--- What you will do ---
Write out exactly, with no other output, the lines below from the one that contains "If you could point at the towel" through the end.
____ Rows
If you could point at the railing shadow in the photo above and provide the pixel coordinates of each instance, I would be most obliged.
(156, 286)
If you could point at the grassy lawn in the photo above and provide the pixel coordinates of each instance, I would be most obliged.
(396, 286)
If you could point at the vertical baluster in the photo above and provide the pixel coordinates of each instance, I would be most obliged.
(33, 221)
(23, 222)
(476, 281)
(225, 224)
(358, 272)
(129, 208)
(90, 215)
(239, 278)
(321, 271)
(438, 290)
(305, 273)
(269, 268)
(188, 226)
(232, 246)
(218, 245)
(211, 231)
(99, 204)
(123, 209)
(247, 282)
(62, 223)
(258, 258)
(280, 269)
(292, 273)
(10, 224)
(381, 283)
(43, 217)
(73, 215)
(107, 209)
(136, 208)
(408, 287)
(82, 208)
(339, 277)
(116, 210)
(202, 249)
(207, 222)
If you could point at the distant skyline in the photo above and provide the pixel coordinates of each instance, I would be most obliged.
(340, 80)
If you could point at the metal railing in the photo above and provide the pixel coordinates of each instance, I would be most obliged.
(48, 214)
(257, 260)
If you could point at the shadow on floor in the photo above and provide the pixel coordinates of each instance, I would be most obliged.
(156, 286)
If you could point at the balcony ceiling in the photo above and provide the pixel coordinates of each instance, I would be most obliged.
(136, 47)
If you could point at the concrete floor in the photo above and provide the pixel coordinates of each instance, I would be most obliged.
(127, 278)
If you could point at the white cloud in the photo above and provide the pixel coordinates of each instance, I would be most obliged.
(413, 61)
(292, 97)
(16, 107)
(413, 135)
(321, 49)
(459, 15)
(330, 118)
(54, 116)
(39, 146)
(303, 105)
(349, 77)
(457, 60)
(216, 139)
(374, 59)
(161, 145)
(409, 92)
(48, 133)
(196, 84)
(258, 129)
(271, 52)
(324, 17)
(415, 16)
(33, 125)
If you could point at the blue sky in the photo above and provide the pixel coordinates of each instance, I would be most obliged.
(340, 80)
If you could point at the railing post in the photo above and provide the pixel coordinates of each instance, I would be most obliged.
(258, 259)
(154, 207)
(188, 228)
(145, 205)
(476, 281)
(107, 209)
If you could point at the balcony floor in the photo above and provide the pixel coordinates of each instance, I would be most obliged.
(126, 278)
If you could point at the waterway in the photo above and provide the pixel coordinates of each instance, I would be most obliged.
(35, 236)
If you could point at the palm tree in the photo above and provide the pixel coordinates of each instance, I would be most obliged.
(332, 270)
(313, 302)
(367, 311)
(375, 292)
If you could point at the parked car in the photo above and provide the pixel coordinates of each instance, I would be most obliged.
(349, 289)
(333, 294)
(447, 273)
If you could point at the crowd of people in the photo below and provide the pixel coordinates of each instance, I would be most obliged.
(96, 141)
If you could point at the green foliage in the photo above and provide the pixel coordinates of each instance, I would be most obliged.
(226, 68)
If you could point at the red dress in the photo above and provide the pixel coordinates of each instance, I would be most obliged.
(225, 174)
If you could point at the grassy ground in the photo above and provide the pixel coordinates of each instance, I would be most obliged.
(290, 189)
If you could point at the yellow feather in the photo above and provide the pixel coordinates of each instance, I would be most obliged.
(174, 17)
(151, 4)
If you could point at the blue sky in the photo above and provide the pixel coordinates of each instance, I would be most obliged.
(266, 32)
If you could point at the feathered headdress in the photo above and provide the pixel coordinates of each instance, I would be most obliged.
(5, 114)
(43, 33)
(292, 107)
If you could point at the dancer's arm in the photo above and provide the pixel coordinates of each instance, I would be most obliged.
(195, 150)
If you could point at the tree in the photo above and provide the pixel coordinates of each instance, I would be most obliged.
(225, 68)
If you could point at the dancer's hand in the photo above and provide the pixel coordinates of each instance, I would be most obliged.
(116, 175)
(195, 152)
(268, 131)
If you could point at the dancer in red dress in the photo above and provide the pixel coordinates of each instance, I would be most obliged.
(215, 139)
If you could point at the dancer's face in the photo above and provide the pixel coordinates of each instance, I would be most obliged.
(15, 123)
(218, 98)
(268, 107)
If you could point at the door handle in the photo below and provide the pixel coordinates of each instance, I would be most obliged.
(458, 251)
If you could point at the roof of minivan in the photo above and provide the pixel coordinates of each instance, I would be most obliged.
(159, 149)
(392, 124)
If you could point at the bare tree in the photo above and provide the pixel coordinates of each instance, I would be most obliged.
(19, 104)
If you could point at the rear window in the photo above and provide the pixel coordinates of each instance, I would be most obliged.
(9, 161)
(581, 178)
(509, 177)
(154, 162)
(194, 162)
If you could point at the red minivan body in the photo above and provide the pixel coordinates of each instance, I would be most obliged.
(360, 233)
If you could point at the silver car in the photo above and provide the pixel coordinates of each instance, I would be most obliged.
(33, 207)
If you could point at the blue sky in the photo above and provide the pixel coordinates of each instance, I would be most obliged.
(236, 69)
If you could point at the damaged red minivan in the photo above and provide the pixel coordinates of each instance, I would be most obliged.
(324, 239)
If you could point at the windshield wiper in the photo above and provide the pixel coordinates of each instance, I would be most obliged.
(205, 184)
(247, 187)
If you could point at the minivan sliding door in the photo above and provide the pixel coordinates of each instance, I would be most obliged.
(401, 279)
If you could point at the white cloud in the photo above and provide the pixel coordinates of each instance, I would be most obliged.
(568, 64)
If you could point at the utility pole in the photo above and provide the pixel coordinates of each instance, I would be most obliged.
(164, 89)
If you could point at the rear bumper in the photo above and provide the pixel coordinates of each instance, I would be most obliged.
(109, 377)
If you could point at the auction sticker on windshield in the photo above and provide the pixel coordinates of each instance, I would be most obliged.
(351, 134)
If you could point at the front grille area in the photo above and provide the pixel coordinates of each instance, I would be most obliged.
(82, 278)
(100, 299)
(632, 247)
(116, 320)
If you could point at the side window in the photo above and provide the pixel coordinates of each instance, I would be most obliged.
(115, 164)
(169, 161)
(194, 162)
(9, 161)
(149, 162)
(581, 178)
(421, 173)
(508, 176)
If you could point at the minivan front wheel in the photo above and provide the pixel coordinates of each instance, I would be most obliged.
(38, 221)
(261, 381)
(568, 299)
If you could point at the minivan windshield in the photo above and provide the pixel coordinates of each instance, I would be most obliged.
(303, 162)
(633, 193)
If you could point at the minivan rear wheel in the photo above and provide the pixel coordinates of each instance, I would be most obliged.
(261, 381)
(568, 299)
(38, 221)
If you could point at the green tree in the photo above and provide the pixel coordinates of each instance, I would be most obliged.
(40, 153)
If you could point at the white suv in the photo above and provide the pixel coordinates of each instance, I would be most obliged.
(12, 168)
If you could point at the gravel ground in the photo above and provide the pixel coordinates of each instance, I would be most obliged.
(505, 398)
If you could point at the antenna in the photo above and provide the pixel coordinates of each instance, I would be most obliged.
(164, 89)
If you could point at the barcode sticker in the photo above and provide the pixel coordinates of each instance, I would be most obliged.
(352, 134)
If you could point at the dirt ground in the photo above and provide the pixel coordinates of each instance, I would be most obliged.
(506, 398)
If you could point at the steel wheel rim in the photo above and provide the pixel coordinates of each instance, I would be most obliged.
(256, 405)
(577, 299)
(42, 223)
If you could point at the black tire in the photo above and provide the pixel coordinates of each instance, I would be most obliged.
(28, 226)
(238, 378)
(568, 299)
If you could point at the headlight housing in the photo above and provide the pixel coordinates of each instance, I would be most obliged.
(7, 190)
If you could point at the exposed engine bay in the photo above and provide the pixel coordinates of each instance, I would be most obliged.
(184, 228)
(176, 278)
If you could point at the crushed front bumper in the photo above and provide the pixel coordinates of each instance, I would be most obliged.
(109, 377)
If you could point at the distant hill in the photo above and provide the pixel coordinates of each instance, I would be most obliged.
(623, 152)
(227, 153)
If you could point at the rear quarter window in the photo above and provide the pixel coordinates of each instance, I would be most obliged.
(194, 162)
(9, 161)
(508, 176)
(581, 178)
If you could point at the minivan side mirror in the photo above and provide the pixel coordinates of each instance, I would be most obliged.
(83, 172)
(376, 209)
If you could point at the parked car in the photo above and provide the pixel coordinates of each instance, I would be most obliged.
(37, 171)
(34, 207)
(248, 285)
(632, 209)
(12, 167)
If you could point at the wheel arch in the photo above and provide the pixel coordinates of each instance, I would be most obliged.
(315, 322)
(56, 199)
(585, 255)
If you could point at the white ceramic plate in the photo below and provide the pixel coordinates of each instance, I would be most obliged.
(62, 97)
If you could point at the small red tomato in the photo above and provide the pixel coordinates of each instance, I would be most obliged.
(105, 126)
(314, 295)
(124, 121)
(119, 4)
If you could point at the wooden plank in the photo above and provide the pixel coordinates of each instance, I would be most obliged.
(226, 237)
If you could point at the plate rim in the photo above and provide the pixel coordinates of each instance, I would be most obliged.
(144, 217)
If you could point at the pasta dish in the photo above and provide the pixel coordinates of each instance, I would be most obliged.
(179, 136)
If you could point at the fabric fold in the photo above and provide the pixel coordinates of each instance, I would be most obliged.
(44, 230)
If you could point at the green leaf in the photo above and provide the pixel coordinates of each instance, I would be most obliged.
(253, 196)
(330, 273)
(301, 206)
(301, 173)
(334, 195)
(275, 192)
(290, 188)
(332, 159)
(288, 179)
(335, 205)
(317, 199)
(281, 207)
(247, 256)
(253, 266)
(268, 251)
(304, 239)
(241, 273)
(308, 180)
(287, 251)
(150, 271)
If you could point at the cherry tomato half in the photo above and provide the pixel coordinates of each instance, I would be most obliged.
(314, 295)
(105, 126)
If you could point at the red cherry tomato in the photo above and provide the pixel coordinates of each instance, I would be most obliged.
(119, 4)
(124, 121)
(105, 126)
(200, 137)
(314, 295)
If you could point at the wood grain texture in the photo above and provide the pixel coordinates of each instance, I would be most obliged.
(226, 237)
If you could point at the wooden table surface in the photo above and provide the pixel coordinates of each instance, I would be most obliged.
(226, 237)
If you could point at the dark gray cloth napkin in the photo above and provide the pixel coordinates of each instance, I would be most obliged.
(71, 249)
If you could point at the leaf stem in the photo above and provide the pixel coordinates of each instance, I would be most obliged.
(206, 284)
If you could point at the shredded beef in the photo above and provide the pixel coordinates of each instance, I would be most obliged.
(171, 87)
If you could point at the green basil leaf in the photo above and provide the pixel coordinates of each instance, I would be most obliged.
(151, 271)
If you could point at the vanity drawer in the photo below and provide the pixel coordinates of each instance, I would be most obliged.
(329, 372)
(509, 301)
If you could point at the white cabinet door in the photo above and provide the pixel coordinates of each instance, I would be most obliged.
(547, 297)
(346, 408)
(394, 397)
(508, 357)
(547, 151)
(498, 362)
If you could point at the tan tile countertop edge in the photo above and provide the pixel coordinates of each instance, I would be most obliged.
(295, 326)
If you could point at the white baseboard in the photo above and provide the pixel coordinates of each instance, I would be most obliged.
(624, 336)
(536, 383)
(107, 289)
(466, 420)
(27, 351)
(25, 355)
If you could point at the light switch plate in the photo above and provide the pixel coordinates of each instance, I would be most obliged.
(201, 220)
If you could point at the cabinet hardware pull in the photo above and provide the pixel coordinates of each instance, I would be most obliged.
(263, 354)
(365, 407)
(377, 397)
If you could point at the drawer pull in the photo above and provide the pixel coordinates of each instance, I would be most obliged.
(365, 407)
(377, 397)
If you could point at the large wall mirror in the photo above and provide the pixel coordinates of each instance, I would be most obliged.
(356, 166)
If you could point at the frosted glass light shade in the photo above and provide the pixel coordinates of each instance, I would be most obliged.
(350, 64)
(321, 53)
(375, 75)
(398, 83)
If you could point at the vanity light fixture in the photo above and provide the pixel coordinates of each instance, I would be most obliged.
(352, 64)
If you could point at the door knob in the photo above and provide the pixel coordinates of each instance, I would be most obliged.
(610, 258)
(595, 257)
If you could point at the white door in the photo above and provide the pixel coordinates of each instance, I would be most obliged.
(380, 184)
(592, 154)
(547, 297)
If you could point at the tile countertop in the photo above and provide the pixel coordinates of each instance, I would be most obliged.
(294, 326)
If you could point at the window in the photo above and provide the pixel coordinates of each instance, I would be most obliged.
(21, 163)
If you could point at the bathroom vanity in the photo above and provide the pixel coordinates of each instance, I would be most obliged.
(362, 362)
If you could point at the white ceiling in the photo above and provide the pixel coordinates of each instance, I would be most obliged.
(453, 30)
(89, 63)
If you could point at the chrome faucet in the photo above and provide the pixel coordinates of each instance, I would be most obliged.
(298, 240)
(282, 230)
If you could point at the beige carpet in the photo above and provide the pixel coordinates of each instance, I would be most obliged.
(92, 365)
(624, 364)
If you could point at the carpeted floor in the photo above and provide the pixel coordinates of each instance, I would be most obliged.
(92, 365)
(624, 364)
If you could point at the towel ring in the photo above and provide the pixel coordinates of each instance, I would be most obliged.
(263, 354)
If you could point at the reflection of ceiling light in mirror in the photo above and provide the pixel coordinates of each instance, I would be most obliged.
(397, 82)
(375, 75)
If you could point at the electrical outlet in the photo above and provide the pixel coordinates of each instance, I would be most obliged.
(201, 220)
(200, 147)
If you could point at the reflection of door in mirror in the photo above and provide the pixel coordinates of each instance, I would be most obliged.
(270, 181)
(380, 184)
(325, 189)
________
--- Answer below ---
If you could point at the towel ring in the photo above and provide the pixel coordinates of each instance, I would be most obliged.
(263, 354)
If you could point at the reflection of ceiling light in mirror in the photo above and provide the pixel coordinates of each instance, I would be most obliged.
(397, 82)
(375, 75)
If you could point at the electrical outlet in the photo above and provide the pixel coordinates of each instance, I would be most obliged.
(201, 220)
(200, 147)
If you could point at the reflection of door in mirror in the photo above and provide the pixel coordinates of each instance, I would be most obliged.
(270, 181)
(380, 184)
(325, 189)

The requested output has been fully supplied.